- **Quoted passage**
+ + + + + + +
Where has all this outrage been when PG&E has been buying their renewable energy via Shell over the past decade then? They have had tons of contracts for power from Shell, and still do.

Posted by Guest on Aug. 14, 2013 @ 12:33 pm

Most recently in San Bruno. And for years throughout the state, uncovered because of the heroism and persistence of Erin Brockavich (and the families of the victims.)

I'm surprised she hasn't been branded a traitor a la Edward Snowden or Bradley Manning.

Posted by Guest on Aug. 14, 2013 @ 12:56 pm

So PG&E is bad because of Hinkley, but no mention of Shell's astounding and appalling environmental crimes in Nigeria and elsewhere?

Posted by Guest on Aug. 13, 2013 @ 6:52 am

"While it is true that Shell is an oil company with a shoddy track record of human rights abuses: ...

Posted by rebecca on Aug. 13, 2013 @ 9:26 am

"Shoddy" doesn't begin to cover it.
+ + + + + + +
Excerpts from location labeling data:
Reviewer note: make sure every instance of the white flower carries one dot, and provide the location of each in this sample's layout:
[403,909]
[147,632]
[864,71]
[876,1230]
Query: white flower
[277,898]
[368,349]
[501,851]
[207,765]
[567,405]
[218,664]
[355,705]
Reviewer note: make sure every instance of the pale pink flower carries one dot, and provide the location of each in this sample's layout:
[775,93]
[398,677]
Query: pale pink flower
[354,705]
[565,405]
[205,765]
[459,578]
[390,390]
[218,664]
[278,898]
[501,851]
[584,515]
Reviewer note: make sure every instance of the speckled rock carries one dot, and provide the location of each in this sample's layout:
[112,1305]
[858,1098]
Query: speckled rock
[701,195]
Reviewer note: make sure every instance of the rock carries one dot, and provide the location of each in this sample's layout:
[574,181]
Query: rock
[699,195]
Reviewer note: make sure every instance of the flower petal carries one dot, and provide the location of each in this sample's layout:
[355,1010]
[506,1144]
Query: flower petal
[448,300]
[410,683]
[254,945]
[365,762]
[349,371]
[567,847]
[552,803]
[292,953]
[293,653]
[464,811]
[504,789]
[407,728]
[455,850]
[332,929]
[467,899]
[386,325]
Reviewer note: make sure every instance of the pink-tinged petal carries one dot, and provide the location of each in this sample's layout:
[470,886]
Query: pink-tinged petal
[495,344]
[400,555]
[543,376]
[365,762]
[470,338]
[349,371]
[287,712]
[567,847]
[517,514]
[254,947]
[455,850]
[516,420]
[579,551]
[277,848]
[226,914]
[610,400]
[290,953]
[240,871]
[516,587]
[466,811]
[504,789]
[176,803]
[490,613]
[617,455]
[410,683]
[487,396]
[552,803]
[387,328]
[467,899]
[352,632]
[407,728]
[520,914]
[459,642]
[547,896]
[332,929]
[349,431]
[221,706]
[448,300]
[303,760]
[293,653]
+ + + + + + +
Repeat the comments about PG&E and Shell word for word, from start to finish. These items come from a separate source.

- **Complete output**
Where has all this outrage been when PG&E has been buying their renewable energy via Shell over the past decade then? They have had tons of contracts for power from Shell, and still do.

Posted by Guest on Aug. 14, 2013 @ 12:33 pm

Most recently in San Bruno. And for years throughout the state, uncovered because of the heroism and persistence of Erin Brockavich (and the families of the victims.)

I'm surprised she hasn't been branded a traitor a la Edward Snowden or Bradley Manning.

Posted by Guest on Aug. 14, 2013 @ 12:56 pm

So PG&E is bad because of Hinkley, but no mention of Shell's astounding and appalling environmental crimes in Nigeria and elsewhere?

Posted by Guest on Aug. 13, 2013 @ 6:52 am

"While it is true that Shell is an oil company with a shoddy track record of human rights abuses: ...

Posted by rebecca on Aug. 13, 2013 @ 9:26 am

"Shoddy" doesn't begin to cover it.